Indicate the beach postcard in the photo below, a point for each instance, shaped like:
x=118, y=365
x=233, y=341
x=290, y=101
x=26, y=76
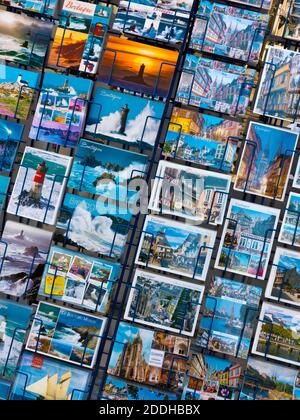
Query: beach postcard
x=229, y=317
x=279, y=90
x=66, y=334
x=247, y=239
x=39, y=186
x=14, y=321
x=175, y=247
x=149, y=357
x=215, y=86
x=61, y=110
x=24, y=251
x=17, y=88
x=49, y=380
x=97, y=229
x=202, y=139
x=278, y=334
x=124, y=118
x=229, y=31
x=284, y=280
x=190, y=193
x=106, y=171
x=150, y=71
x=164, y=302
x=266, y=162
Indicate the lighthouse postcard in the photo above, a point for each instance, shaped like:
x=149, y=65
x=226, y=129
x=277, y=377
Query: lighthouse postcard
x=39, y=186
x=124, y=118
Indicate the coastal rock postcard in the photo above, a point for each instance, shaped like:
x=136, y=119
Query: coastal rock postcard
x=39, y=186
x=24, y=251
x=66, y=334
x=60, y=113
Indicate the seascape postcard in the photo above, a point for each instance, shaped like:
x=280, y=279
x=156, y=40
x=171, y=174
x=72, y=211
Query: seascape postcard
x=39, y=186
x=284, y=280
x=149, y=357
x=151, y=68
x=66, y=334
x=266, y=162
x=14, y=321
x=97, y=228
x=215, y=86
x=106, y=171
x=166, y=303
x=190, y=193
x=24, y=251
x=229, y=317
x=278, y=334
x=49, y=380
x=211, y=378
x=229, y=31
x=17, y=88
x=247, y=239
x=124, y=118
x=202, y=139
x=60, y=113
x=175, y=247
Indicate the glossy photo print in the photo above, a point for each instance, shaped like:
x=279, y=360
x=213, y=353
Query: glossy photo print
x=151, y=68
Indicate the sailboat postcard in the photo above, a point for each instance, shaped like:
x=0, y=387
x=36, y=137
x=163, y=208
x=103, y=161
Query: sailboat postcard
x=229, y=317
x=66, y=334
x=166, y=303
x=175, y=247
x=79, y=38
x=24, y=40
x=17, y=88
x=88, y=225
x=106, y=171
x=14, y=321
x=49, y=380
x=124, y=118
x=39, y=186
x=60, y=114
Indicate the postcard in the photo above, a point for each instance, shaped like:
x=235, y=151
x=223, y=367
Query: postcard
x=202, y=139
x=14, y=321
x=79, y=38
x=60, y=114
x=24, y=40
x=229, y=316
x=39, y=186
x=88, y=225
x=265, y=381
x=149, y=357
x=79, y=279
x=247, y=239
x=117, y=389
x=211, y=378
x=106, y=171
x=277, y=335
x=41, y=378
x=290, y=228
x=175, y=247
x=229, y=31
x=151, y=68
x=24, y=251
x=66, y=334
x=214, y=85
x=17, y=88
x=170, y=304
x=266, y=162
x=191, y=193
x=281, y=66
x=284, y=279
x=124, y=118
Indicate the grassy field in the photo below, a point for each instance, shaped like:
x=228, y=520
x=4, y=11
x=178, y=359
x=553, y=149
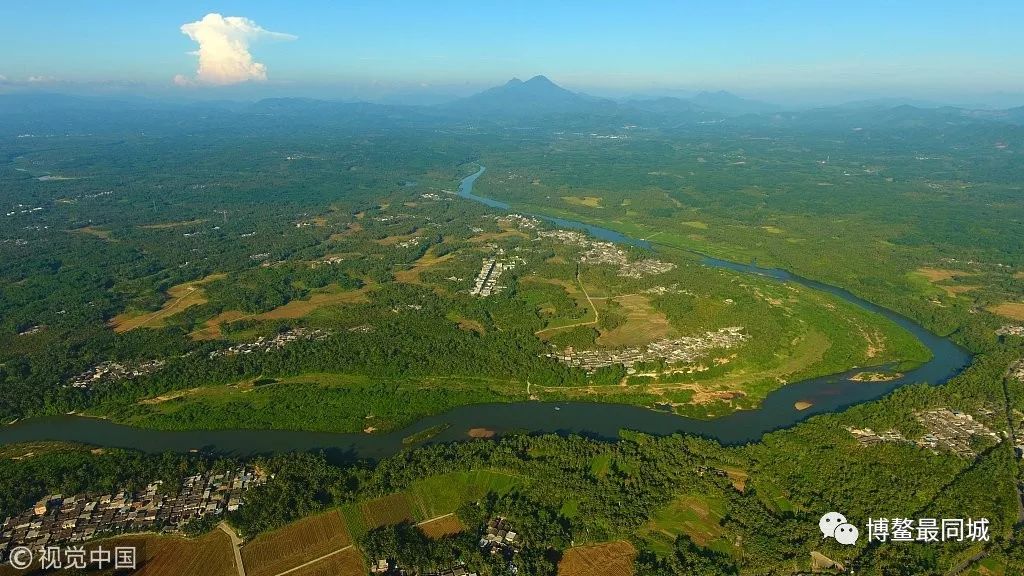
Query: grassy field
x=295, y=544
x=442, y=494
x=1013, y=311
x=347, y=563
x=179, y=297
x=443, y=526
x=611, y=559
x=588, y=201
x=393, y=508
x=328, y=296
x=696, y=516
x=642, y=323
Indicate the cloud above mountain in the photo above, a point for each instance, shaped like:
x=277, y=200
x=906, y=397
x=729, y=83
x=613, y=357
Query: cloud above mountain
x=223, y=50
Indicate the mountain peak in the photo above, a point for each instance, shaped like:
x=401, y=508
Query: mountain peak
x=541, y=79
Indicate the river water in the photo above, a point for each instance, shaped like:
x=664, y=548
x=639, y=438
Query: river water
x=828, y=394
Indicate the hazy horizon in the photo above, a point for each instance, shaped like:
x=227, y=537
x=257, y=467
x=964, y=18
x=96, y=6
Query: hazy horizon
x=792, y=53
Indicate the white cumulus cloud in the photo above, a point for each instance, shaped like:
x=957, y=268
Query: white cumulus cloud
x=223, y=49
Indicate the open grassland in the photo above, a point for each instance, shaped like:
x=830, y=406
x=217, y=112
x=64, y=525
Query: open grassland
x=424, y=262
x=209, y=554
x=442, y=494
x=697, y=516
x=642, y=323
x=95, y=233
x=559, y=301
x=295, y=544
x=179, y=297
x=345, y=563
x=167, y=556
x=393, y=508
x=168, y=225
x=1013, y=311
x=611, y=559
x=328, y=296
x=444, y=526
x=587, y=201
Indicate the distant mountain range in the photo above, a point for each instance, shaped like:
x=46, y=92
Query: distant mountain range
x=534, y=98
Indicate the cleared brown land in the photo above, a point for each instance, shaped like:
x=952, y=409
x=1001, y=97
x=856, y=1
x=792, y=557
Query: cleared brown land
x=589, y=201
x=97, y=232
x=295, y=309
x=643, y=324
x=165, y=225
x=611, y=559
x=737, y=477
x=954, y=290
x=166, y=556
x=348, y=563
x=180, y=297
x=412, y=276
x=938, y=275
x=442, y=527
x=295, y=544
x=468, y=325
x=393, y=508
x=1014, y=311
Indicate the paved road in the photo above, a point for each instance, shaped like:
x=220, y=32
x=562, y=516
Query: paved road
x=236, y=546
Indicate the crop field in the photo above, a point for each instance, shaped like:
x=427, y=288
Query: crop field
x=442, y=494
x=611, y=559
x=180, y=297
x=1013, y=311
x=294, y=544
x=693, y=515
x=166, y=556
x=393, y=508
x=347, y=563
x=328, y=296
x=441, y=527
x=642, y=323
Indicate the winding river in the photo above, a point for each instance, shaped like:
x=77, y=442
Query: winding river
x=828, y=394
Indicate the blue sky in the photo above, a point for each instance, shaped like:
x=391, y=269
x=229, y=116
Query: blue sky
x=896, y=47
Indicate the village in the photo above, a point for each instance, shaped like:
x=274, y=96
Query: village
x=267, y=343
x=598, y=252
x=685, y=348
x=112, y=371
x=58, y=519
x=947, y=429
x=497, y=538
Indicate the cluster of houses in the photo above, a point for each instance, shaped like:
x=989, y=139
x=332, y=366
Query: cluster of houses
x=685, y=348
x=499, y=536
x=383, y=567
x=485, y=283
x=1010, y=330
x=947, y=429
x=528, y=222
x=1017, y=371
x=597, y=252
x=278, y=341
x=58, y=519
x=112, y=371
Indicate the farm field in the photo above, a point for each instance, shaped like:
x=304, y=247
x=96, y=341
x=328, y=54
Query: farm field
x=442, y=494
x=611, y=559
x=695, y=516
x=441, y=527
x=347, y=563
x=294, y=544
x=179, y=297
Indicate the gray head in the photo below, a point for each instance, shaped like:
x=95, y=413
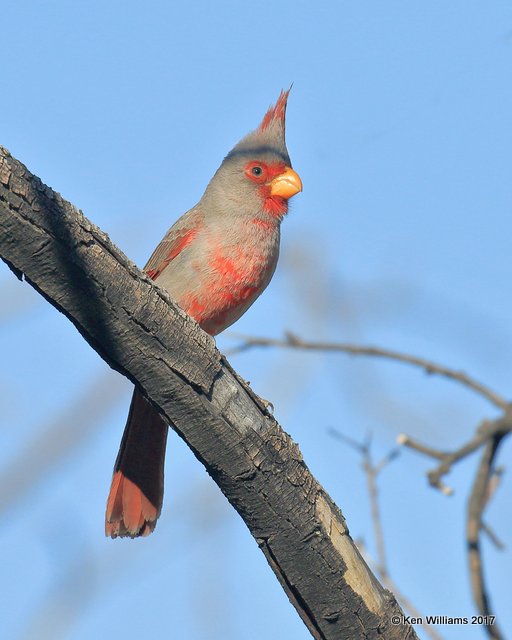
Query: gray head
x=256, y=177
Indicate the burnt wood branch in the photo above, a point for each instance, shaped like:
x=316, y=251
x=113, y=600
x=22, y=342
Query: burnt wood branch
x=141, y=333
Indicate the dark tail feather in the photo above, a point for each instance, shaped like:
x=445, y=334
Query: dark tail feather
x=136, y=494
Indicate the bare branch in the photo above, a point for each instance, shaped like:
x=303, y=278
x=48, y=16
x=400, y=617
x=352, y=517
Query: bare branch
x=291, y=341
x=381, y=567
x=487, y=430
x=476, y=506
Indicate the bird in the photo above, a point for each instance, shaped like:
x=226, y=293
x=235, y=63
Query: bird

[WORK INSTRUCTIONS]
Render every line of the material above as a JSON array of strings, one string per line, skipping blank lines and omitting the picture lines.

[EXPECTED ANSWER]
[
  "Indicate the beach postcard in the photo below, a point for each instance, shaped like:",
  "x=118, y=365",
  "x=233, y=341",
  "x=290, y=101",
  "x=26, y=76",
  "Query: beach postcard",
  "x=229, y=317",
  "x=279, y=90",
  "x=66, y=334",
  "x=247, y=239",
  "x=39, y=186",
  "x=14, y=321",
  "x=175, y=247",
  "x=149, y=357",
  "x=215, y=86",
  "x=61, y=110",
  "x=24, y=251",
  "x=17, y=88",
  "x=49, y=380",
  "x=97, y=229",
  "x=202, y=139",
  "x=278, y=334",
  "x=124, y=118",
  "x=229, y=31",
  "x=284, y=280",
  "x=190, y=193",
  "x=106, y=171",
  "x=150, y=71",
  "x=164, y=302",
  "x=266, y=162",
  "Indicate the lighthouse postcard in the photo above, a point for each instance, shaped like:",
  "x=149, y=65",
  "x=226, y=129",
  "x=277, y=377",
  "Query: lighthouse postcard",
  "x=39, y=186",
  "x=124, y=118",
  "Indicate the coastal rock postcard in the photo above, a point for each instance, shaped like:",
  "x=136, y=119",
  "Query: coastal rock postcard",
  "x=39, y=186",
  "x=24, y=251",
  "x=66, y=334",
  "x=60, y=113",
  "Indicate the seascape postcard in the photo above, a point for each instance, shaped like:",
  "x=280, y=279",
  "x=156, y=40",
  "x=171, y=174",
  "x=72, y=211",
  "Query: seascape postcard",
  "x=39, y=186",
  "x=284, y=280",
  "x=149, y=357",
  "x=151, y=68",
  "x=66, y=334",
  "x=266, y=162",
  "x=14, y=321",
  "x=97, y=228",
  "x=215, y=86",
  "x=106, y=171",
  "x=166, y=303",
  "x=190, y=193",
  "x=24, y=251",
  "x=229, y=317",
  "x=278, y=334",
  "x=49, y=380",
  "x=211, y=378",
  "x=229, y=31",
  "x=17, y=88",
  "x=247, y=239",
  "x=124, y=118",
  "x=202, y=139",
  "x=60, y=113",
  "x=175, y=247",
  "Indicate the glossy photo print in the photo above, a point for each instance, shaped like:",
  "x=279, y=360",
  "x=213, y=353",
  "Query: glossy photo print",
  "x=151, y=68",
  "Indicate the sailboat postcard in the photo above, a point for each instance, shaped like:",
  "x=0, y=387",
  "x=36, y=137",
  "x=163, y=208",
  "x=103, y=161",
  "Query: sailboat postcard",
  "x=229, y=317",
  "x=66, y=334",
  "x=166, y=303",
  "x=175, y=247",
  "x=79, y=38",
  "x=24, y=40",
  "x=17, y=88",
  "x=88, y=225",
  "x=106, y=171",
  "x=14, y=321",
  "x=49, y=380",
  "x=124, y=118",
  "x=39, y=186",
  "x=60, y=114",
  "Indicate the postcard in the photo above, a point for each instance, shaped like:",
  "x=235, y=151",
  "x=223, y=367",
  "Query: postcard",
  "x=202, y=139",
  "x=14, y=321",
  "x=79, y=38",
  "x=60, y=114",
  "x=24, y=40",
  "x=229, y=316",
  "x=39, y=186",
  "x=88, y=225",
  "x=265, y=381",
  "x=149, y=357",
  "x=79, y=279",
  "x=247, y=239",
  "x=117, y=389",
  "x=211, y=378",
  "x=106, y=171",
  "x=277, y=335",
  "x=41, y=378",
  "x=290, y=228",
  "x=175, y=247",
  "x=229, y=31",
  "x=151, y=68",
  "x=24, y=251",
  "x=66, y=334",
  "x=214, y=85",
  "x=17, y=88",
  "x=170, y=304",
  "x=266, y=162",
  "x=191, y=193",
  "x=281, y=66",
  "x=284, y=279",
  "x=124, y=118",
  "Indicate the grassy field in the photo below, a point for each instance, shaped like:",
  "x=228, y=520",
  "x=4, y=11",
  "x=178, y=359",
  "x=553, y=149",
  "Query: grassy field",
  "x=295, y=544",
  "x=442, y=494",
  "x=1013, y=311",
  "x=347, y=563",
  "x=179, y=297",
  "x=443, y=526",
  "x=611, y=559",
  "x=588, y=201",
  "x=393, y=508",
  "x=328, y=296",
  "x=696, y=516",
  "x=642, y=323",
  "Indicate the cloud above mountain in the photo above, a point for each instance, shaped like:",
  "x=277, y=200",
  "x=906, y=397",
  "x=729, y=83",
  "x=613, y=357",
  "Query: cloud above mountain",
  "x=223, y=50",
  "Indicate the mountain peak in the photo above, a point for each instance, shaped like:",
  "x=401, y=508",
  "Query: mountain peak",
  "x=541, y=79",
  "Indicate the river water in the photo above, a point for each instance, shaped like:",
  "x=664, y=548",
  "x=639, y=438",
  "Query: river water",
  "x=828, y=394",
  "Indicate the hazy horizon in the photo above, a point for each instance, shaped like:",
  "x=227, y=537",
  "x=257, y=467",
  "x=964, y=18",
  "x=96, y=6",
  "Query: hazy horizon",
  "x=792, y=53",
  "Indicate the white cumulus cloud in the photo above, a point for each instance, shaped like:",
  "x=957, y=268",
  "Query: white cumulus cloud",
  "x=223, y=49",
  "Indicate the open grassland in the photo above, a point for each instance, shaped like:",
  "x=830, y=406",
  "x=217, y=112",
  "x=64, y=525",
  "Query: open grassland",
  "x=424, y=262",
  "x=209, y=554",
  "x=442, y=494",
  "x=697, y=516",
  "x=642, y=323",
  "x=95, y=233",
  "x=559, y=301",
  "x=295, y=544",
  "x=179, y=297",
  "x=345, y=563",
  "x=167, y=556",
  "x=393, y=508",
  "x=168, y=225",
  "x=1013, y=311",
  "x=611, y=559",
  "x=328, y=296",
  "x=444, y=526",
  "x=587, y=201",
  "Indicate the distant mountain range in the photo above, a point for each instance, shaped like:",
  "x=46, y=92",
  "Query: distant mountain range",
  "x=534, y=98",
  "Indicate the cleared brown land in the photo above, a point for each instance, shaped like:",
  "x=952, y=409",
  "x=1001, y=97",
  "x=856, y=1",
  "x=792, y=557",
  "Query: cleared brown land",
  "x=589, y=201",
  "x=97, y=232",
  "x=295, y=309",
  "x=643, y=324",
  "x=165, y=225",
  "x=611, y=559",
  "x=737, y=477",
  "x=954, y=290",
  "x=166, y=556",
  "x=348, y=563",
  "x=180, y=297",
  "x=412, y=276",
  "x=938, y=275",
  "x=442, y=527",
  "x=295, y=544",
  "x=468, y=325",
  "x=393, y=508",
  "x=1014, y=311",
  "Indicate the paved road in the photo above, a point for each instance, shaped like:",
  "x=220, y=32",
  "x=562, y=516",
  "Query: paved road",
  "x=236, y=546",
  "Indicate the crop field in the photo above, a point for each instance, shaped like:",
  "x=427, y=288",
  "Query: crop field",
  "x=442, y=494",
  "x=611, y=559",
  "x=180, y=297",
  "x=1013, y=311",
  "x=294, y=544",
  "x=693, y=515",
  "x=166, y=556",
  "x=393, y=508",
  "x=347, y=563",
  "x=328, y=296",
  "x=441, y=527",
  "x=642, y=323",
  "Indicate the winding river in the photo above, a point for each instance, shaped like:",
  "x=77, y=442",
  "Query: winding river",
  "x=828, y=394",
  "Indicate the blue sky in the photo above, a point for each instance, shaped like:",
  "x=391, y=269",
  "x=229, y=116",
  "Query: blue sky",
  "x=896, y=47",
  "Indicate the village in the photo above, a point for each instance, shaped like:",
  "x=274, y=96",
  "Query: village",
  "x=267, y=343",
  "x=598, y=252",
  "x=685, y=348",
  "x=112, y=371",
  "x=58, y=519",
  "x=947, y=429",
  "x=497, y=538",
  "Indicate the cluster of houses in the photo above, a point for each instance, shaped like:",
  "x=989, y=139",
  "x=332, y=366",
  "Query: cluster of houses",
  "x=685, y=348",
  "x=499, y=536",
  "x=383, y=567",
  "x=485, y=283",
  "x=1010, y=330",
  "x=947, y=429",
  "x=528, y=222",
  "x=1017, y=371",
  "x=597, y=252",
  "x=278, y=341",
  "x=58, y=519",
  "x=112, y=371",
  "Indicate the farm field in the photo above, a point for each instance, shaped like:",
  "x=304, y=247",
  "x=96, y=341",
  "x=328, y=54",
  "Query: farm field",
  "x=442, y=494",
  "x=611, y=559",
  "x=695, y=516",
  "x=441, y=527",
  "x=347, y=563",
  "x=294, y=544",
  "x=179, y=297",
  "Indicate the gray head in the photo below, a point for each instance, shaped like:",
  "x=95, y=413",
  "Query: gray head",
  "x=256, y=177",
  "Indicate the burnt wood branch in the photo above, a point for each instance, shaped like:",
  "x=316, y=251",
  "x=113, y=600",
  "x=22, y=342",
  "Query: burnt wood branch",
  "x=141, y=333",
  "Indicate the dark tail feather in the photo above, a point for each instance, shaped like:",
  "x=445, y=334",
  "Query: dark tail feather",
  "x=136, y=494",
  "Indicate the bare branch in the photo above, a point for each instance, shaped like:",
  "x=303, y=278",
  "x=48, y=16",
  "x=400, y=617",
  "x=352, y=517",
  "Query: bare branch",
  "x=291, y=341",
  "x=381, y=567",
  "x=487, y=430",
  "x=476, y=506",
  "Indicate the bird in the photo above, a point for each instance, shaped like:",
  "x=226, y=293",
  "x=235, y=63",
  "Query: bird"
]